— Exercise —
From the harp guitar thread below, set down the passage word for word, starting with "# Harp Guitar" and going on through "for harp guitars.".

# Harp Guitar



## zontar (Oct 25, 2007)

While I still would like to get a resonator some day, and I'm still in the honeymoon phase with my archtop, I've long had a soft spot for harp guitars.

Has anybody here ever tried one? Owned one?

What was it like to play--as far as comfort, ease of playing, etc?
How easy/hard was it to tune & maintain?

I think a major point against for me would be changing strings--although since the harp strings are played differently than guitar strings, they may last longer.

While I doubt I'll actually ever get one, if I came across one for a good deal, I may just pick one up.

So, anybody have any info to share or stories to tell?

For those of you who aren't sure what a harp guitar is-
www.harpguitars.net
Harp guitars


----------



## GuyB (May 2, 2008)

I don't know much about harp guitars but have you seen the Glissentar by Godin ? You might be interested. Take a look here :

http://www.godinguitars.com/godinglissentarp.htm


----------



## keeperofthegood (Apr 30, 2008)

Hey oh

Oddly I was just looking into these. 

I would like to try these out, but for me the cost is the big drawback. Many are one-off's apparently; not a lot of "regular production", and that is in part because that is the tradition (for lack of a better word) of Harp Guitar design, and in part because the making of them was stopped for a time and the information or skill wasn't passed on. Lots of the luthiers say "based on" and do litterally mean that either they used photos, a finished instrument, or someone broke up an original and used what they found to rebuild from. Not from some instructions given by ailing grandfathers. Lots of the people here http://www.harpguitars.net/luthiers/luthiers.htm are also out of making Harps (some have a photo or two but no further information than that) or are so far advanced booked that they are taking no new orders (though I have yet to read all of them, there are lots of builders listed).

— Listed entries —
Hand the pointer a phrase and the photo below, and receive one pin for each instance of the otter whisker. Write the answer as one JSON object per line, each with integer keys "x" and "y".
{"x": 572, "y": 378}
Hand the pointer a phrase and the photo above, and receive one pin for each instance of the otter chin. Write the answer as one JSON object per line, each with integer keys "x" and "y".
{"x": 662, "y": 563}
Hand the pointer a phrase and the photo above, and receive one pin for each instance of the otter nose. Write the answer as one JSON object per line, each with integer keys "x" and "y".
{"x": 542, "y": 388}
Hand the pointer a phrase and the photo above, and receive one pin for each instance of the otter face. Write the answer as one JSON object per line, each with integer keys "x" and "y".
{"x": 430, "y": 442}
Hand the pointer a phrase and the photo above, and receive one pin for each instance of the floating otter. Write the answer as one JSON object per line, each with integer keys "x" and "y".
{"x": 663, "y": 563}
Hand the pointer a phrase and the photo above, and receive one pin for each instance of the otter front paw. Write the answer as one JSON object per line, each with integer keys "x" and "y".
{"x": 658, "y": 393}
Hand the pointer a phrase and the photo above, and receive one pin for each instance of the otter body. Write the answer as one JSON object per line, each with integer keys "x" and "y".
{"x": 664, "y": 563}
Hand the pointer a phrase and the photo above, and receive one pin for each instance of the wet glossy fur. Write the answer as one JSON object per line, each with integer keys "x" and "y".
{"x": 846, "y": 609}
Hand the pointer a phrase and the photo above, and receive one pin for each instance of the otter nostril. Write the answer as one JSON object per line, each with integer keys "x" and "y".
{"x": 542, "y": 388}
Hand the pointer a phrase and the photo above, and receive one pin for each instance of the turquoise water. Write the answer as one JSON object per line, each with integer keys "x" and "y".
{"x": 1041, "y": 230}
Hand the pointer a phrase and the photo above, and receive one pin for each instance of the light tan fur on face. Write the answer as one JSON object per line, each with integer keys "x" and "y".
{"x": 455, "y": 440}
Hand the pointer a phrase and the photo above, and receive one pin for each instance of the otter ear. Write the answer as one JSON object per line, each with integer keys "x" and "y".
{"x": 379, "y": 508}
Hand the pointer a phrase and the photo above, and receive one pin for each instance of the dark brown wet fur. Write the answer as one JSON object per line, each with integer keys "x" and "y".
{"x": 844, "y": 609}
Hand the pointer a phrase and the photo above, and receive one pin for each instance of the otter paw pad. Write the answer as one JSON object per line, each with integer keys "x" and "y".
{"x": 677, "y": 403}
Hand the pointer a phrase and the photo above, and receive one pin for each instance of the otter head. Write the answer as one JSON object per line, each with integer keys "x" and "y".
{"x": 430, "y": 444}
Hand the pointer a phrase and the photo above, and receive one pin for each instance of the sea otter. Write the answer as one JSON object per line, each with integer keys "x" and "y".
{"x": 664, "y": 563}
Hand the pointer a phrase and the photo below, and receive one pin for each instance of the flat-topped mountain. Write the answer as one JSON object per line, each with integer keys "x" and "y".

— Final answer —
# Harp Guitar



## zontar (Oct 25, 2007)

While I still would like to get a resonator some day, and I'm still in the honeymoon phase with my archtop, I've long had a soft spot for harp guitars.